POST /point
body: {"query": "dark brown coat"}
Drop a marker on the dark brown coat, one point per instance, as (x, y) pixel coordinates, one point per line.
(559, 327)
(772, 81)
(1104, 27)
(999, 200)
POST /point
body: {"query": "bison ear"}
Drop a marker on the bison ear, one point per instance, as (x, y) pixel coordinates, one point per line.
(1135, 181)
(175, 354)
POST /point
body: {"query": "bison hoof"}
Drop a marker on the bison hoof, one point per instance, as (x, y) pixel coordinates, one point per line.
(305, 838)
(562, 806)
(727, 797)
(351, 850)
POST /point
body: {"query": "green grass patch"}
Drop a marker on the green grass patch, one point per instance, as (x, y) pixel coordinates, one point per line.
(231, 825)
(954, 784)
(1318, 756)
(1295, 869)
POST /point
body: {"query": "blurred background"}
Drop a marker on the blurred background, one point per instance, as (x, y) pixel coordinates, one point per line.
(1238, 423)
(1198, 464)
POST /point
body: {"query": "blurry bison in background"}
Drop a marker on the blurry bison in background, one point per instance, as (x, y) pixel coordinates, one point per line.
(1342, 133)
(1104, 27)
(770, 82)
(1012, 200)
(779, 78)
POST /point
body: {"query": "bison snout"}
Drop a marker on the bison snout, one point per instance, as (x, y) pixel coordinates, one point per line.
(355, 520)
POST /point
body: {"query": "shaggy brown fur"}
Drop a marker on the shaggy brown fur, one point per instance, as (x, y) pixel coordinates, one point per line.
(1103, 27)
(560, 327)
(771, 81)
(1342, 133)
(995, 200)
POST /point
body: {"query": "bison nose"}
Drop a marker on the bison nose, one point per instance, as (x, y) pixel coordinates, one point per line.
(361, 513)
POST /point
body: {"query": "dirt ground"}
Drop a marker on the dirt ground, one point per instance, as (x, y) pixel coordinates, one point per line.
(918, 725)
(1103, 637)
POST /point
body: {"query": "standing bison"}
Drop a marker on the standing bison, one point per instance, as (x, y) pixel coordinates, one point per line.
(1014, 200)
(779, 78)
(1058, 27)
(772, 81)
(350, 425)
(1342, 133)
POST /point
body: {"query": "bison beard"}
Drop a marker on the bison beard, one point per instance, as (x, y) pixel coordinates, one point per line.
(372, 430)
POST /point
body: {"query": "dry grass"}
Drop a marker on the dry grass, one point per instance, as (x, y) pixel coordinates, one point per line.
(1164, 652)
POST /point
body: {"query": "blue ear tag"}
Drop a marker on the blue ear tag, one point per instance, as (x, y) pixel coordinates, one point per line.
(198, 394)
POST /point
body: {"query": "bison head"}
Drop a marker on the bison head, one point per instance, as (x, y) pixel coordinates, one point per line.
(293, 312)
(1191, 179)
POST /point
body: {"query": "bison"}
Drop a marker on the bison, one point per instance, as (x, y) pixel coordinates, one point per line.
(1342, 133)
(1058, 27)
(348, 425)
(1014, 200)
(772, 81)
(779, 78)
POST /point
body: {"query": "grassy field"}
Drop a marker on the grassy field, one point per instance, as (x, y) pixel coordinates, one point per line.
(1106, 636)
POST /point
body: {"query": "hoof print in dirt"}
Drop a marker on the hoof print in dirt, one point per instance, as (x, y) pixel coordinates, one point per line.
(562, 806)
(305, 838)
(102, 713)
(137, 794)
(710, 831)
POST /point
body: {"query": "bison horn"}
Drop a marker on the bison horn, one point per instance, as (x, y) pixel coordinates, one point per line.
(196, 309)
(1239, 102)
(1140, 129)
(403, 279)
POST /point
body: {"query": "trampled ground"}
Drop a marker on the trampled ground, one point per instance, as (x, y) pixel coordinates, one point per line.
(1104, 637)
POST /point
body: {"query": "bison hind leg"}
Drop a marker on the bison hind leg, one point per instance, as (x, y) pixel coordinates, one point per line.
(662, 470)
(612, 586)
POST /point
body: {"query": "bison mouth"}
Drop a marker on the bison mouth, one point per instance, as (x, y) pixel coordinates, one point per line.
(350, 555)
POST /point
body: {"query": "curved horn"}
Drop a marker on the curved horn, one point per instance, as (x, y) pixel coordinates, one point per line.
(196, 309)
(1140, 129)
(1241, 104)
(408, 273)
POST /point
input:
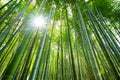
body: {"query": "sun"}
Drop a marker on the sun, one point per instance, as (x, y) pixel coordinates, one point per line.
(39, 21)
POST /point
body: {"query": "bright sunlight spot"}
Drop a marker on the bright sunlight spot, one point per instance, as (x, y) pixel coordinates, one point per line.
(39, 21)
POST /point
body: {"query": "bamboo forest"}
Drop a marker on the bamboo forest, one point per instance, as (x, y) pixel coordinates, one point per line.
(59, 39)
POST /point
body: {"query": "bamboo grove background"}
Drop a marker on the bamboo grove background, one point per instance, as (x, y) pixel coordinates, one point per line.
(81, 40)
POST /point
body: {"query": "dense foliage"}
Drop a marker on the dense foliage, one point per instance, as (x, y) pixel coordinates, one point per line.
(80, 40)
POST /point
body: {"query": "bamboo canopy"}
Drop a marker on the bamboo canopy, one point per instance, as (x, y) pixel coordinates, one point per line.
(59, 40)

******************************

What you will do: Repeat all of the data above word for word, minus the pictures.

Solution to this exercise:
POST /point
body: {"query": "dark brown coat"}
Drop a marker on the dark brown coat, one point per instance, as (x, y) pixel coordinates, one point per line.
(559, 327)
(772, 81)
(1104, 27)
(999, 200)
POST /point
body: {"query": "bison ear"}
Drop a marker on the bison ear, one point per instance, as (x, y) pixel coordinates, one point per line.
(1135, 181)
(175, 354)
POST /point
body: {"query": "bison hoof"}
Drop a marker on the bison hoof, one point per instance, as (x, y) pixel coordinates, one point per line.
(305, 838)
(562, 806)
(727, 797)
(351, 850)
POST /point
body: {"query": "green grass patch"}
Drop a marker on the green grass patch, one point per instance, as (x, y) pixel coordinates, one point per line.
(231, 825)
(954, 784)
(1318, 756)
(1295, 869)
POST /point
body: {"query": "blurred background"}
Drop a marker on the blurred background, one point per instance, as (x, y) pixel coordinates, one point per line.
(1238, 423)
(1198, 464)
POST /point
body: {"query": "blurry bison in background"}
Drop a marker on the blurry bison in background, one point per instance, as (x, y) pixel coordinates, one point per line.
(1342, 133)
(1104, 27)
(770, 82)
(1012, 200)
(779, 78)
POST /point
body: {"query": "bison snout"}
Drop a marker on the bison snout, one point per instance, as (x, y) pixel coordinates, one point per line.
(355, 520)
POST /point
body: {"query": "shaggy brown fur"}
Drop a marker on the shaggy brown fur, one point per instance, as (x, y) pixel coordinates, one point per line.
(1103, 27)
(560, 327)
(771, 81)
(1342, 133)
(995, 200)
POST /point
body: {"query": "bison nose"}
Drop a marker on the bison nose, one point per instance, as (x, y) pixel coordinates, one point per line.
(361, 513)
POST /point
body: {"query": "dirt ground"}
Drop a marker on the dirt ground, one point per instance, as (x, y) pixel coordinates, one point per line.
(918, 725)
(1103, 637)
POST /point
body: {"query": "standing bison"}
Drop a marker on the standing bison, one point per instance, as (x, y) pixel coordinates, one point per line.
(1014, 200)
(779, 78)
(1058, 27)
(772, 81)
(350, 425)
(1342, 133)
POST /point
body: {"query": "bison beard"}
Drop a marker on the bison beard, one point per instance, as (x, y) pixel coordinates, one point per line.
(372, 430)
POST /point
body: {"query": "dry grass"}
Drop a marker on the dry grass, one point per instance, as (x, y) pixel coordinates, one point per line.
(1164, 652)
POST /point
body: {"query": "blue ear tag"}
Drop a marker on the blue ear tag, one point per instance, as (x, y) pixel coordinates, one point per line.
(198, 394)
POST /point
body: {"query": "bison head"}
Drop a marker on the bison head, one point per instance, as (x, y) pixel coordinates, one point per line.
(293, 312)
(1191, 179)
POST /point
body: {"query": "bison"}
Drop a marker on the bison, one point per instance, as (x, y) pixel coordinates, one point per line.
(1342, 133)
(1058, 27)
(348, 425)
(1014, 200)
(772, 81)
(779, 78)
POST /point
body: {"query": "grassy field"}
Drop a marker on the grassy field, one point per instance, as (x, y) pixel coordinates, one point per line.
(1106, 636)
POST /point
body: {"query": "hoof print in dirt"}
Drop a marker on the hoof print in dirt, one point per instance, as (x, y) pixel coordinates, one point per line.
(562, 806)
(305, 838)
(102, 713)
(137, 794)
(710, 831)
POST /point
body: {"query": "bison horn"}
Drop a marker on the bison horn, one point per instance, as (x, y) pixel coordinates, one point per line.
(196, 309)
(1239, 102)
(1140, 129)
(403, 279)
POST /point
body: {"query": "trampled ground"}
Drop a marker on the trampled ground, one point per instance, as (x, y) pixel coordinates, one point per line.
(1104, 637)
POST /point
body: {"query": "bison hind leg"}
Drop a marker on the bison hind leg, one point per instance, as (x, y) pixel coordinates, one point per line.
(662, 470)
(612, 586)
POST /point
body: {"query": "bison mouth"}
Drop a marker on the bison mouth, one point per instance, as (x, y) pixel coordinates, one point per line.
(350, 555)
POST /point
body: {"query": "curved horn"}
Drop a marker on the curved horn, one point per instance, as (x, y) pixel coordinates, one point per line.
(196, 309)
(1140, 129)
(1241, 104)
(408, 273)
POST /point
input:
body: {"query": "sun"}
Drop a marker on the sun, one point per instance, as (x, y) pixel coordinates, one point per line.
(39, 21)
POST /point
body: {"query": "bright sunlight spot"}
Drop a marker on the bright sunlight spot, one point per instance, as (x, y) pixel coordinates, one point per line.
(39, 21)
POST /point
body: {"query": "bamboo forest"}
Drop a marker on the bamboo forest, one point per instance, as (x, y) pixel coordinates, one point per line.
(59, 39)
POST /point
body: {"query": "bamboo grove background"}
Drop a marker on the bamboo grove background, one point per instance, as (x, y) pixel coordinates, one point per line.
(81, 40)
POST /point
body: {"query": "dense foliage"}
Drop a marker on the dense foliage, one point per instance, as (x, y) pixel coordinates, one point per line.
(80, 40)
POST /point
body: {"query": "bamboo canopy"}
Drop a marker on the bamboo canopy, one point per instance, as (x, y) pixel coordinates, one point per line.
(59, 40)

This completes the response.